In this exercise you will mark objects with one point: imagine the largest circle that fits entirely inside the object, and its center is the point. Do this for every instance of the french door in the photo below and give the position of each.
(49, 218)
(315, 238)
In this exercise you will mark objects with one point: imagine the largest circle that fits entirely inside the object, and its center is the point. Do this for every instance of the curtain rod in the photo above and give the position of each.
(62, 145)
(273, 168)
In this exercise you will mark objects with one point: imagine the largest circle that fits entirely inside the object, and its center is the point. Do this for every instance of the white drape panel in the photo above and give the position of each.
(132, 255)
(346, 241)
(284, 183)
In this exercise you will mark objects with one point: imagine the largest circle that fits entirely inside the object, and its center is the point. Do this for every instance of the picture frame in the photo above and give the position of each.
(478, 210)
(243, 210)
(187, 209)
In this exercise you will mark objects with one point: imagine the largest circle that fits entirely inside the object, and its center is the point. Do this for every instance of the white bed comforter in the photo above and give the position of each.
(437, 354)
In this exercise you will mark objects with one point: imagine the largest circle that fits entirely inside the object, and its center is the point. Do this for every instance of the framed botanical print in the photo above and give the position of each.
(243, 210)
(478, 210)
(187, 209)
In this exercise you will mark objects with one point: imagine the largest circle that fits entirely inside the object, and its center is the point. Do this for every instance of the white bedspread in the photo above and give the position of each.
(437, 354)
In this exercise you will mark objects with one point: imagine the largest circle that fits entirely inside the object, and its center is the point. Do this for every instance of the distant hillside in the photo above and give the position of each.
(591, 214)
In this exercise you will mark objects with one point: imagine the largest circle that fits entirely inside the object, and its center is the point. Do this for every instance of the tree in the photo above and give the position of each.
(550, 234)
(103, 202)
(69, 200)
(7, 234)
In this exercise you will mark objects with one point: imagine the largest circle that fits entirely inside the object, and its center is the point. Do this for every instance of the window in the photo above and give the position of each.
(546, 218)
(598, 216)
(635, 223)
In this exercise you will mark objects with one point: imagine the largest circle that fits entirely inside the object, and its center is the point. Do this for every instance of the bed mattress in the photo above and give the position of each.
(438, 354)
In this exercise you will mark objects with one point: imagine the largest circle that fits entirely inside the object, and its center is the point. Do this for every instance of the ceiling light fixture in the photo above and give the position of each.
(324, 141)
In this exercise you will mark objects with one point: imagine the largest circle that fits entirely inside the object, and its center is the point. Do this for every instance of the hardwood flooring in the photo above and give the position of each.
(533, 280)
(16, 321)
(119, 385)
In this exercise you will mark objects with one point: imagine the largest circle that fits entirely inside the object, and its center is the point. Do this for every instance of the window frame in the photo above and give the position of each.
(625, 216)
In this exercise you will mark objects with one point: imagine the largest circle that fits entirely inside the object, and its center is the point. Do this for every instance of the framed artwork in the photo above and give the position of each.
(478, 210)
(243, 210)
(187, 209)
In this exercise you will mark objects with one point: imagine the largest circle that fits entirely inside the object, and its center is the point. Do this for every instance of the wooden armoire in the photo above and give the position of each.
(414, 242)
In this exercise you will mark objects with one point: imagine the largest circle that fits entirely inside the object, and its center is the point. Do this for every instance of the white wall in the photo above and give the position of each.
━━━━━━━━━━━━━━━━
Set out the rows as a numbered list, beginning with the line containing "of the ceiling" and continuing through the final line of the rows, both ends included, and omit any blank lines.

_Exercise solution_.
1. In this exercise you will mark objects with one point: imagine the largest circle that fits entirely inside the object, and its center is the point. Do this for every instance of the ceiling light fixture in the photo above and give the position of each.
2. (324, 141)
3. In this exercise you will mark objects with one point: imagine the largest circle that fits entirely inside the object, and its center is the point. Do this for every instance of the hardwood flooring in the photo above and give the position of each.
4. (533, 280)
5. (16, 321)
6. (119, 385)
7. In this exercise you will mark objects with one point: imagine the largest circle that fits entirely inside the object, and its center is the point. Do this for every instance of the window frame in the photo above and give the position of each.
8. (625, 216)
9. In this exercise you will mark objects with one point: imagine the largest circle that fits entirely inside the object, and its center is the point. Do this for every instance of the framed artwork in the photo above and give the position of each.
10. (478, 210)
11. (243, 210)
12. (187, 209)
13. In this exercise you will mark objects with one point: imagine the largest circle that fits entirely inside the object, and its center is the point. Do this for every instance of the wooden armoire in the photo above and give the position of each.
14. (414, 242)
15. In this exercise you will mark objects with one point: imagine the largest circle that fits entirely inside the object, and its center is the point. Do this for every instance of the white wall in the photo above and give the position of each.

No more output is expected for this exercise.